Requirement: Two lines below mark the span: the one containing "y=258. Target: teeth" and the one containing "Target: index finger". Set down both, plus every line between, exactly as they stand, and nothing else.

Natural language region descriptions
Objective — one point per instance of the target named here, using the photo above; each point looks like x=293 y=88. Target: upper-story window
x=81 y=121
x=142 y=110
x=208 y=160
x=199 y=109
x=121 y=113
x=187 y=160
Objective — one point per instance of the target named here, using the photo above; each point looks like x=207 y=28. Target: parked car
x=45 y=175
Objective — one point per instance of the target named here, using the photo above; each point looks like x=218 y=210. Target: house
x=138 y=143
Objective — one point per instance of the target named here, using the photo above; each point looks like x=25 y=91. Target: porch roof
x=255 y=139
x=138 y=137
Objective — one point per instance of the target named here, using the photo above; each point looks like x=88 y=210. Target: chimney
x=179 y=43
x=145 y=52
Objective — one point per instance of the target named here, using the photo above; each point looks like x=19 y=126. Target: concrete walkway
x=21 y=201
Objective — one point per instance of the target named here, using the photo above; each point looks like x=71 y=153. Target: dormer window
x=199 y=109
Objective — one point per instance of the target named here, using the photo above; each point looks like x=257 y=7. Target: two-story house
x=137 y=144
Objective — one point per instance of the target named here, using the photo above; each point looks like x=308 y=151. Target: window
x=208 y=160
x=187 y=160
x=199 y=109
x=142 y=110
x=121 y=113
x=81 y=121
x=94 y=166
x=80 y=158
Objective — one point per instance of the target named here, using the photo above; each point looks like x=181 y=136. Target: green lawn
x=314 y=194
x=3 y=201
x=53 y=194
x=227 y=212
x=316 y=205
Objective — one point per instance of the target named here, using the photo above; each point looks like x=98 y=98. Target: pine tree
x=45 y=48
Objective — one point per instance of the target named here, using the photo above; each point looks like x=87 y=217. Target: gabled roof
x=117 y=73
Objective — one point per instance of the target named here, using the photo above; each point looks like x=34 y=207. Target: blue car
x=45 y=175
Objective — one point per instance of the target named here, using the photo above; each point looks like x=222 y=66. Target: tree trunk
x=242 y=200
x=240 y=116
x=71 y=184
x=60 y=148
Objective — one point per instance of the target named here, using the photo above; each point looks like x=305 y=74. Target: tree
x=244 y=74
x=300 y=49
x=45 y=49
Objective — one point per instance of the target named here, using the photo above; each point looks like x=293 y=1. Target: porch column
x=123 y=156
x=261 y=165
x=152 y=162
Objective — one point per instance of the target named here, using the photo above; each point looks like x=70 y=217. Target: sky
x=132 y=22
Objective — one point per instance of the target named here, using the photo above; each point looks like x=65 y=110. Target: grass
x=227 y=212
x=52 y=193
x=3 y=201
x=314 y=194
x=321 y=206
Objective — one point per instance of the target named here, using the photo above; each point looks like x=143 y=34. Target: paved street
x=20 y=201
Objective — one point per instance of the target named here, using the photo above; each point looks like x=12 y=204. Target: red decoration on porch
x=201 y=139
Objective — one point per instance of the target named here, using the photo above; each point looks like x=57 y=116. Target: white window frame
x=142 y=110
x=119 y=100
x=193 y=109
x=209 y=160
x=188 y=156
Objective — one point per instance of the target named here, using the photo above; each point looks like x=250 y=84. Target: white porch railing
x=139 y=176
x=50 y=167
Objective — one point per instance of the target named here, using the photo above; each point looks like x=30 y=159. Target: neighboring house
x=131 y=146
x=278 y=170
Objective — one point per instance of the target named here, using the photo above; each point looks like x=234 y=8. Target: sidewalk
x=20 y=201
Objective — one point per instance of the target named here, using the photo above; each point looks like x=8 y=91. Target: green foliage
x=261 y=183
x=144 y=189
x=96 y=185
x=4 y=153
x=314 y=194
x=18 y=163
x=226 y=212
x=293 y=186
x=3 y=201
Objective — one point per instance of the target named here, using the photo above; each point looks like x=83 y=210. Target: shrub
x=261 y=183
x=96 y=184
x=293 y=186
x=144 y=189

==

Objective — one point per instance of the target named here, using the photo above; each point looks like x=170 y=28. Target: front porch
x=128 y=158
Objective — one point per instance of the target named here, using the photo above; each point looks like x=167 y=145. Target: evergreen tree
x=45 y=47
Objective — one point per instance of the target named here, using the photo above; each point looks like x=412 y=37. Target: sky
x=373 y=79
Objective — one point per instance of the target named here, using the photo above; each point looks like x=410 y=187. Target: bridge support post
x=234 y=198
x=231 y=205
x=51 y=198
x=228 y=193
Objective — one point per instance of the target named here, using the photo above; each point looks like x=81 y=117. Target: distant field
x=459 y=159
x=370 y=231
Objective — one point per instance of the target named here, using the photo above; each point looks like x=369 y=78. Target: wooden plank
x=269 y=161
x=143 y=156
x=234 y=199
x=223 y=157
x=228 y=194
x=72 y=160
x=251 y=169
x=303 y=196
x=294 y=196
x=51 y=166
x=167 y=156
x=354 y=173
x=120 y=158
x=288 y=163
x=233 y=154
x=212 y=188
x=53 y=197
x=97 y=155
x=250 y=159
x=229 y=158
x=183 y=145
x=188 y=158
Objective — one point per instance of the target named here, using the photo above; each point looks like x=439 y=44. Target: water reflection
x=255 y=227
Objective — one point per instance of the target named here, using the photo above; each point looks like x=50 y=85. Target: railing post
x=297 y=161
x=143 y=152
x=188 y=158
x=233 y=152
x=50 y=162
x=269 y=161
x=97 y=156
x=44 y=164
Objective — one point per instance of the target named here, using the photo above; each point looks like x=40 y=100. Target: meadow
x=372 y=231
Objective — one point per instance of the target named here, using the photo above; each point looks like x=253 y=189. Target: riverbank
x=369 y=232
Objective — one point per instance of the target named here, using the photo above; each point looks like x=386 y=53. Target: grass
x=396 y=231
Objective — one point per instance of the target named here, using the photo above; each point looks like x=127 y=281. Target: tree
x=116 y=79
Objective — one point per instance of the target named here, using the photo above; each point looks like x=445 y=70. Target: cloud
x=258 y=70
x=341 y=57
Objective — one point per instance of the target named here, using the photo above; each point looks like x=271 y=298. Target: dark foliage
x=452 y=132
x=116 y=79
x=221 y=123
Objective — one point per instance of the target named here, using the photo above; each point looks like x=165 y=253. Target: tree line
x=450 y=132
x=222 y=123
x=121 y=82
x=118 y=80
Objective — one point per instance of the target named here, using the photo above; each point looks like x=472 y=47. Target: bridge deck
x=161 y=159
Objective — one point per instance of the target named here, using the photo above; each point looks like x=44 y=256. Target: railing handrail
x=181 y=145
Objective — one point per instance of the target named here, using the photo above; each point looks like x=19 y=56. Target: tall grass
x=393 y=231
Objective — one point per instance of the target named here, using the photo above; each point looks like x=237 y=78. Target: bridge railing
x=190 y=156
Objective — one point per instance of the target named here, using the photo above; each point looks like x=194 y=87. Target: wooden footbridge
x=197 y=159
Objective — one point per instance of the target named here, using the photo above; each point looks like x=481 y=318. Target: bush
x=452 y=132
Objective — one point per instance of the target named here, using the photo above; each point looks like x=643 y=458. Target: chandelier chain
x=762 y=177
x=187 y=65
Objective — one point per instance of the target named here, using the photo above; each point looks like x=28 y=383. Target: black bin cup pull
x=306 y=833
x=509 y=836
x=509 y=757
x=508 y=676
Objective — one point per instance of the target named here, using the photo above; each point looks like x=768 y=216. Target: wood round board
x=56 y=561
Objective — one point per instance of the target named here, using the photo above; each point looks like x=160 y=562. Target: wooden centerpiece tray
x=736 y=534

---

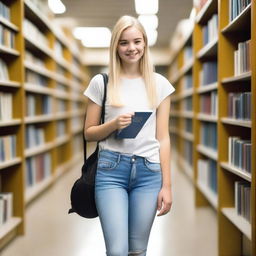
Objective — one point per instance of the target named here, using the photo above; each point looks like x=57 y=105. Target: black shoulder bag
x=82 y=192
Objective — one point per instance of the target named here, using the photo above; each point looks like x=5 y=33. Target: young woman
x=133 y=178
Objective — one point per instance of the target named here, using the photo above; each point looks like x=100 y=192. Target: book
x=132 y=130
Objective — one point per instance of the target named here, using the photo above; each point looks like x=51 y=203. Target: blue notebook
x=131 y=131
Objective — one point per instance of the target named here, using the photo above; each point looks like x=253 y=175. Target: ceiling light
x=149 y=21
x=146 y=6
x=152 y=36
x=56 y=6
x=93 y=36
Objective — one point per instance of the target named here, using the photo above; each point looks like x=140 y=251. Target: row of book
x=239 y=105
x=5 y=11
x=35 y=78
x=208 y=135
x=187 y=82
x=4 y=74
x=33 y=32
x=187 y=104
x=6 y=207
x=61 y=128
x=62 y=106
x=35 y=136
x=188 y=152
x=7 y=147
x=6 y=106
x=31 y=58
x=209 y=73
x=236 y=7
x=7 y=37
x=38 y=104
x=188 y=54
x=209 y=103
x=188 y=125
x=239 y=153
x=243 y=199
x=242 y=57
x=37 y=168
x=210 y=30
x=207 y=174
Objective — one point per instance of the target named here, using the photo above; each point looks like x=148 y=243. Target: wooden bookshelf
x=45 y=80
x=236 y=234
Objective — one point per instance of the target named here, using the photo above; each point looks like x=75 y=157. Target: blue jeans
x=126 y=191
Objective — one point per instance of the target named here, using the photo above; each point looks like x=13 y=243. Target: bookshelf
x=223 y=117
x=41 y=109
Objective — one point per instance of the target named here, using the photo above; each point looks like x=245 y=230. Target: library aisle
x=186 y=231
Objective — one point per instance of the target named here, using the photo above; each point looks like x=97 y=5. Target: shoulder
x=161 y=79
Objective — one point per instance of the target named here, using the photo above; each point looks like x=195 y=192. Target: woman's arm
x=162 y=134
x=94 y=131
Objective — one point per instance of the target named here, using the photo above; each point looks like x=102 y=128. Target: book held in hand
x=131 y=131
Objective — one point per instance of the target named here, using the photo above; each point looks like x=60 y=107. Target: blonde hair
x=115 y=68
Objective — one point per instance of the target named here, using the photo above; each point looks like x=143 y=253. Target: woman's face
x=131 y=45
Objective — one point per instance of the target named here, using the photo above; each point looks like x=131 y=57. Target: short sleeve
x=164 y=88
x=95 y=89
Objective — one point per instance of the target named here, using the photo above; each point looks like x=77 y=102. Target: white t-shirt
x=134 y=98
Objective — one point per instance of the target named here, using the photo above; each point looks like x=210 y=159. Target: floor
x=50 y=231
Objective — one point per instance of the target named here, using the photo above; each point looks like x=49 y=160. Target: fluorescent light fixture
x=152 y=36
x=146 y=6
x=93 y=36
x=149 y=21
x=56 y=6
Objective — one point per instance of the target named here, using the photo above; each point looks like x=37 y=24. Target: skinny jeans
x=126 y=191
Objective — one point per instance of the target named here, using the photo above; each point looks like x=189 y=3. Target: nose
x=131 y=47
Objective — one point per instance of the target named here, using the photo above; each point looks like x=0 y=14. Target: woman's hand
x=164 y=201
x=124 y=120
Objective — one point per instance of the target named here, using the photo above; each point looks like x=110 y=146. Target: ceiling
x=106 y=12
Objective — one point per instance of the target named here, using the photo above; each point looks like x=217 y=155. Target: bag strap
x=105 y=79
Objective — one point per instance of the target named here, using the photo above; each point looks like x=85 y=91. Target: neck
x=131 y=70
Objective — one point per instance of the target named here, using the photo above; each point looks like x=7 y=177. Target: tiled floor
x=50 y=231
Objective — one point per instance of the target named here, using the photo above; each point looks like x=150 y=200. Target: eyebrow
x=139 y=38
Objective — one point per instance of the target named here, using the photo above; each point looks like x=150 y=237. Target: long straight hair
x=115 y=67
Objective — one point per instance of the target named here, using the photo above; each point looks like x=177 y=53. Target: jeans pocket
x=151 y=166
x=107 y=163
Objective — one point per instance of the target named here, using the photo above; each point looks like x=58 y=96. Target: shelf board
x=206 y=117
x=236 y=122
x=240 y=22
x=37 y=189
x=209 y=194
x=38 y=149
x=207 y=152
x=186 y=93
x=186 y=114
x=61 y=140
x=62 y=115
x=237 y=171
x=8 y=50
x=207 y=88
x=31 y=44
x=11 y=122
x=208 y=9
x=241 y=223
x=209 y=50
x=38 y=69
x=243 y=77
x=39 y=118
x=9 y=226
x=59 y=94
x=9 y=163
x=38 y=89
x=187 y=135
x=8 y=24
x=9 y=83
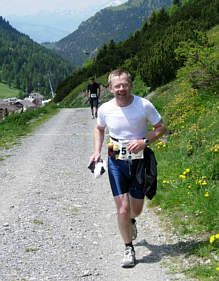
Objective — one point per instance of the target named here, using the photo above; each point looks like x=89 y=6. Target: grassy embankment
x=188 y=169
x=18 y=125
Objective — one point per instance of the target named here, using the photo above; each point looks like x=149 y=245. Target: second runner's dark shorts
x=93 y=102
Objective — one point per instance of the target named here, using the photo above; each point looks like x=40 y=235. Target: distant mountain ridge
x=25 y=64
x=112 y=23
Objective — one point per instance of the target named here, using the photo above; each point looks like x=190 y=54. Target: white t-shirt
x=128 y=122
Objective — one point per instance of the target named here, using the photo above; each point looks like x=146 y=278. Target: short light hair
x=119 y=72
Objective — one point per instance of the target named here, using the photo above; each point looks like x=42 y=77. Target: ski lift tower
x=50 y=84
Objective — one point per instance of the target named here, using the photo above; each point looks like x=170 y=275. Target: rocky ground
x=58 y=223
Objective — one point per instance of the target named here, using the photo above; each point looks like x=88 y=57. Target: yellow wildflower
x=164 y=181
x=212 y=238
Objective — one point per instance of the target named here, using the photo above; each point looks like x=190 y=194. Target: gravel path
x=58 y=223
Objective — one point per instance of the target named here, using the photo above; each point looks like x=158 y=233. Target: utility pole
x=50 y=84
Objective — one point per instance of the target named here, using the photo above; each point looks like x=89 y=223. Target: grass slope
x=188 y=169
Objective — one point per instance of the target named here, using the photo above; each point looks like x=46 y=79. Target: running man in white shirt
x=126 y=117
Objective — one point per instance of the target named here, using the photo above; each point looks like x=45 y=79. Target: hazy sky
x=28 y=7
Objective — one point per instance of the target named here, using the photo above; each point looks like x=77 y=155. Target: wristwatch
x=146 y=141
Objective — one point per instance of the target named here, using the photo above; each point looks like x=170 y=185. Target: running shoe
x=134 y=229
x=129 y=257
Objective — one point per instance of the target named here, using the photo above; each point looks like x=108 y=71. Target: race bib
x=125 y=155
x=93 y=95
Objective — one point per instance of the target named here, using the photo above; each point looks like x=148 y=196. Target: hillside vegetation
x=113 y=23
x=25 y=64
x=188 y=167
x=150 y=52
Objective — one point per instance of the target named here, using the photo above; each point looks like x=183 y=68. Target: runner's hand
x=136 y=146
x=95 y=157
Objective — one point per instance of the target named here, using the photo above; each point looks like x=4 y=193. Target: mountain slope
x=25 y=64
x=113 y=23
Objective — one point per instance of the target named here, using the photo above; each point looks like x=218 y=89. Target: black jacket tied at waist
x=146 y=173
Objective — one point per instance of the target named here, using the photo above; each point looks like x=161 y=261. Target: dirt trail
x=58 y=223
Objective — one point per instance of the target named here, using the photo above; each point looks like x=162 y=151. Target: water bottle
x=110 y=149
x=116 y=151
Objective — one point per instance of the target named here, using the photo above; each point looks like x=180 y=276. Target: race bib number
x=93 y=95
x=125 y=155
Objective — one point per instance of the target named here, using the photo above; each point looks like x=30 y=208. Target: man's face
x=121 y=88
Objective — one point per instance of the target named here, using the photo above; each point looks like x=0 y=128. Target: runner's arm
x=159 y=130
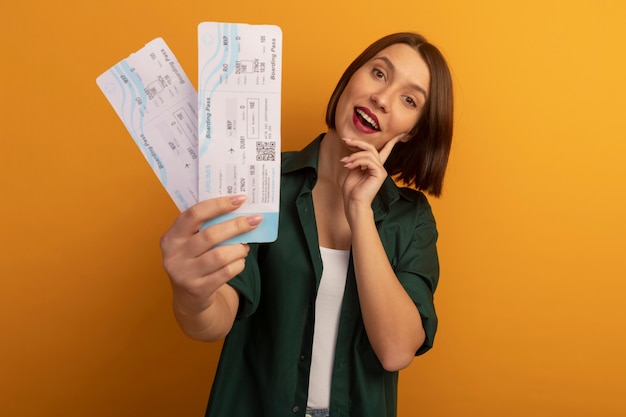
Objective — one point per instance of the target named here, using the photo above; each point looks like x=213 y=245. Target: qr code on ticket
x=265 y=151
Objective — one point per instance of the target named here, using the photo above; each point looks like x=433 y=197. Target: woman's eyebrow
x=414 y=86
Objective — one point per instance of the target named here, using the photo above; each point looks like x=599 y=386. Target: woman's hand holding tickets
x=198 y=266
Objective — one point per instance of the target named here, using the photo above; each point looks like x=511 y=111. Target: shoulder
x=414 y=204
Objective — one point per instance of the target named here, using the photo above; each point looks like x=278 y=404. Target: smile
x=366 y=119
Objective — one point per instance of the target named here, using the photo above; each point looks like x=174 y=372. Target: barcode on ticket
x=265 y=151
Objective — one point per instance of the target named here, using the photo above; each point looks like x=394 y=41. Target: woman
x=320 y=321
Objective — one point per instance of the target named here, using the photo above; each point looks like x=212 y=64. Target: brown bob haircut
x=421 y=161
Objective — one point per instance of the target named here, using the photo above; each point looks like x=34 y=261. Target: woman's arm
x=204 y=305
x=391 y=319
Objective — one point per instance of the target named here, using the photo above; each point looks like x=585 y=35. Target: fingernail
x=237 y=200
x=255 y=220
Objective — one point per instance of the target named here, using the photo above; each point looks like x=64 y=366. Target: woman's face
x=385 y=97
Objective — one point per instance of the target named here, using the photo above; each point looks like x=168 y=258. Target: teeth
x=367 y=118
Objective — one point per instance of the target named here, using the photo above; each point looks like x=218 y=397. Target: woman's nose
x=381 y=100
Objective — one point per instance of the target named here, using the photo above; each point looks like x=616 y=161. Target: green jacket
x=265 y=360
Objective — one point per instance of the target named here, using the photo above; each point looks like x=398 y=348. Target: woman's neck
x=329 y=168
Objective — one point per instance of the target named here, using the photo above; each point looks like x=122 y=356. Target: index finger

Solved exercise:
Objective — one point per instance of the target named here, using the photo above; each point looks like x=168 y=258. Target: teeth
x=367 y=118
Objective — one point per instance of the target named here, using the photo above; each point looks like x=218 y=397. Target: woman's nose
x=381 y=100
Objective — one point per instance of the target named here, using the photo above; each point looks like x=616 y=161. Target: green jacket
x=265 y=360
Objective — one point per instance of the target named here, using the photo above; each point looks like x=398 y=348. Target: woman's neck
x=329 y=168
Objective — one point per instance of the target named here, using the photo above; each point looks like x=122 y=356. Target: index finger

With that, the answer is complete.